• WHAT IS NEEDED: According to the reference server description below, why does the server carry two fictional parts alongside the real STM32G474RE? Answer in one to three sentences.
[Opening SOURCE EXTRACT section]
A reference server is deployed with a real STM32G474RE encoded (plus two fictional demo parts that exercise every feature):
https://opendatasheet-mcp.opendatasheet.workers.dev
# list the parts it knows
curl -s https://opendatasheet-mcp.opendatasheet.workers.dev \
-H 'content-type: application/json' \
-d '{"jsonrpc":"2.0","id":1,"method":"tools/call","params":{"name":"list_parts","arguments":{}}}'
# a real query: the STM32G474 SPI1 CR1 register, fields, reset, access, all cited
curl -s https://opendatasheet-mcp.opendatasheet.workers.dev \
-H 'content-type: application/json' \
-d '{"jsonrpc":"2.0","id":2,"method":"tools/call","params":{"name":"get_register","arguments":{"mpn":"STM32G474RE","peripheral":"SPI1","register":"CR1"}}}'Or point any MCP client (Claude Desktop, Cursor, MCP Inspector) at that URL and ask in plain English. There is also a non-MCP static route: GET /parts/index.json lists the catalog, GET /parts/<MPN>.json returns a whole document.
[Closing SOURCE EXTRACT section]
[Opening SUPPLIED RECORDS section]
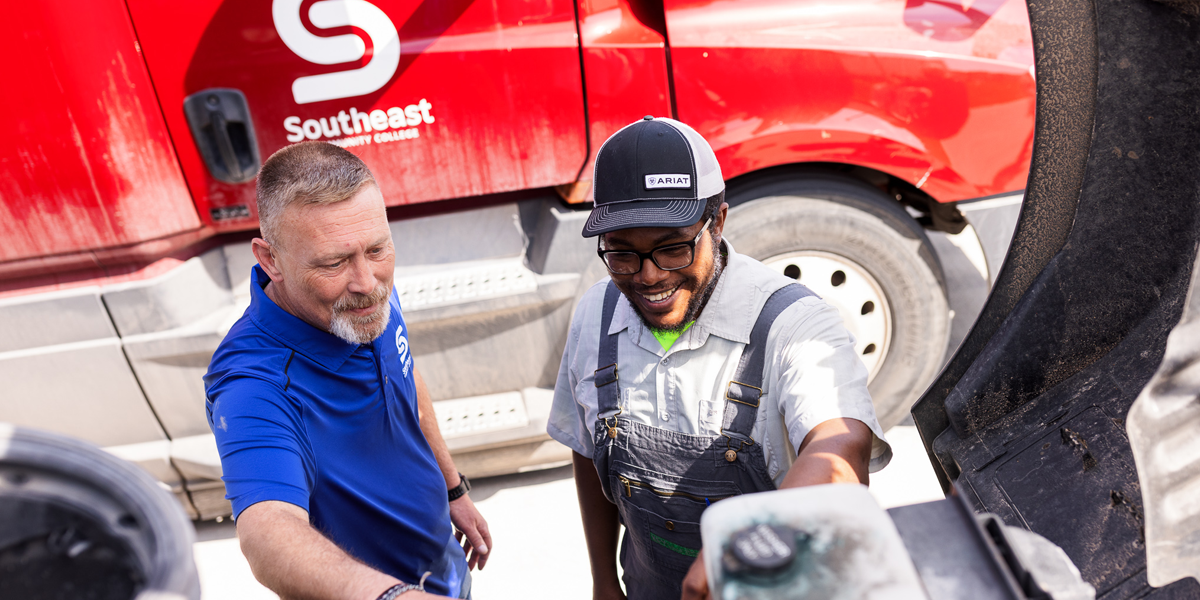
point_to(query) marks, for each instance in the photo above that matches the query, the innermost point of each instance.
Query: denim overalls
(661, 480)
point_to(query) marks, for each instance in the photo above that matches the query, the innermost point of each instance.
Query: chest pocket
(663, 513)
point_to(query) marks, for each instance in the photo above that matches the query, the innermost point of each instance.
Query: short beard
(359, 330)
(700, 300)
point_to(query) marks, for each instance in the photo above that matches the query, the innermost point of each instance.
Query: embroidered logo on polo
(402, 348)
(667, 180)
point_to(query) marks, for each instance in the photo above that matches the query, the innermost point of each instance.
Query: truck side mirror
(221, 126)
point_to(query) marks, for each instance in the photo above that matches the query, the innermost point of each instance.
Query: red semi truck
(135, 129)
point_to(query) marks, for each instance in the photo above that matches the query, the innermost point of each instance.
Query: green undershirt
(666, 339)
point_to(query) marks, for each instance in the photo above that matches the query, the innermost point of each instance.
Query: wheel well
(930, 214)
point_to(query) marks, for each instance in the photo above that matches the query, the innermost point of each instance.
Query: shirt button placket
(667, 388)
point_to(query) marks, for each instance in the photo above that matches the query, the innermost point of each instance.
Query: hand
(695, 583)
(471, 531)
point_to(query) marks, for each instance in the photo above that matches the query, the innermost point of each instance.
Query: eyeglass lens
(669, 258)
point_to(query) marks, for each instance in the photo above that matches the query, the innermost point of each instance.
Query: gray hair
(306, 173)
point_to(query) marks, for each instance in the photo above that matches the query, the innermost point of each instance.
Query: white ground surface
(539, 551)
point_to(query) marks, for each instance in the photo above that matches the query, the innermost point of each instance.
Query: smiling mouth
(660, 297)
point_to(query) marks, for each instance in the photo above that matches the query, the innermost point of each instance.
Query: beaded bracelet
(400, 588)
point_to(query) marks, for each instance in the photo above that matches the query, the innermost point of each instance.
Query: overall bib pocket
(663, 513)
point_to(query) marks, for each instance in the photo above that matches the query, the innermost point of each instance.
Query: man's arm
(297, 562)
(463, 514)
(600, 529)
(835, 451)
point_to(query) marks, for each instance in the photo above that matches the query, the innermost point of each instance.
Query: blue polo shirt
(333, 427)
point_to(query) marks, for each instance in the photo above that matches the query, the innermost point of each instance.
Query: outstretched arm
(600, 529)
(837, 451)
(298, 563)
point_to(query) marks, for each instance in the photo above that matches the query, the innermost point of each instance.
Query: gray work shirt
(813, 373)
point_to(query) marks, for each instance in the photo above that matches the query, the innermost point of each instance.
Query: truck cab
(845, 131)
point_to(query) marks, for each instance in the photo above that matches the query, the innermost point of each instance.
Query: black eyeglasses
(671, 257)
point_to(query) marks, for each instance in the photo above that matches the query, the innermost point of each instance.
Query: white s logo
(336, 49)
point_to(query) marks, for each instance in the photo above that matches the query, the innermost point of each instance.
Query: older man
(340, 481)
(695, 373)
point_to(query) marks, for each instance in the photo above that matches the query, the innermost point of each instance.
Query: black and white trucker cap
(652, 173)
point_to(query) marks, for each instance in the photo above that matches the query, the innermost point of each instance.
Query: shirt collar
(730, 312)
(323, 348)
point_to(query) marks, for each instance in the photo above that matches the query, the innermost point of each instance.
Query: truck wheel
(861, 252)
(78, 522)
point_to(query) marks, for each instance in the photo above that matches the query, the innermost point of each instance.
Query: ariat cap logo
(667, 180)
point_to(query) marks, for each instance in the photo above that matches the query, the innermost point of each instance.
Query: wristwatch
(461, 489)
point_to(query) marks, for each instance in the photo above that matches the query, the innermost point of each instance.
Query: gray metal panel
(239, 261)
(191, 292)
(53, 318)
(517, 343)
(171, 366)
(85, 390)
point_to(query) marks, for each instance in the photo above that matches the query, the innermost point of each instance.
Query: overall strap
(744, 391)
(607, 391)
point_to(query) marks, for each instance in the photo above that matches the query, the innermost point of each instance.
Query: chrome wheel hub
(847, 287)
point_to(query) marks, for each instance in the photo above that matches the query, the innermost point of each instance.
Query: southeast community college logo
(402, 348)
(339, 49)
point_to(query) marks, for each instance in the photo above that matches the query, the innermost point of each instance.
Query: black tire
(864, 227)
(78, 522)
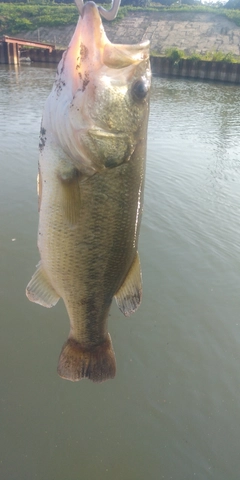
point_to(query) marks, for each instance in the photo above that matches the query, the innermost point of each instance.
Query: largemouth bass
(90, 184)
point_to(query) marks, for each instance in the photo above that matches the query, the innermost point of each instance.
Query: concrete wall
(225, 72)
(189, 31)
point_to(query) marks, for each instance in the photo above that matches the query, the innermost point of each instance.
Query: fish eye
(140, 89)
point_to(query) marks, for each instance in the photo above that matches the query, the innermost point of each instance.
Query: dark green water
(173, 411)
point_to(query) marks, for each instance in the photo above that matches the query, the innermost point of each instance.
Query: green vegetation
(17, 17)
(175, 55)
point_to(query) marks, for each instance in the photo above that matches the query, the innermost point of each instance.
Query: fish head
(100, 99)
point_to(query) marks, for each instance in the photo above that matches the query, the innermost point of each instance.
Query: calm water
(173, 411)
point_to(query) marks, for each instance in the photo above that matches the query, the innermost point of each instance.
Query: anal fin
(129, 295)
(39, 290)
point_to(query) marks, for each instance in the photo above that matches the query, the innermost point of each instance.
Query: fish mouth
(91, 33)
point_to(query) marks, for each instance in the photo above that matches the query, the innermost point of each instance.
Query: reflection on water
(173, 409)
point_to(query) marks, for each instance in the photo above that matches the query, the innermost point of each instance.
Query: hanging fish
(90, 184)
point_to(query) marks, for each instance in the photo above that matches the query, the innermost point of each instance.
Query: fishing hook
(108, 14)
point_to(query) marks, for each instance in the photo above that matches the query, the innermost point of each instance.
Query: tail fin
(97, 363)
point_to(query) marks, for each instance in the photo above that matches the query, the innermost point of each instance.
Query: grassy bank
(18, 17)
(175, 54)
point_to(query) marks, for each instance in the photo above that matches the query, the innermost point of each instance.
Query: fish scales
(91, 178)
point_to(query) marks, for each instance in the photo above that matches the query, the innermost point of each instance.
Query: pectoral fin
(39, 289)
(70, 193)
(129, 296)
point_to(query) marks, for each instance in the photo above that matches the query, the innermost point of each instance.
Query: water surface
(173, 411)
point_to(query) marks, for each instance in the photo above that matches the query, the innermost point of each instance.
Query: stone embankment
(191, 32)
[Closing SUPPLIED RECORDS section]
• ANSWER BOX: The two fictional parts are demo parts included to exercise every feature of the server. The STM32G474RE is the one real part encoded.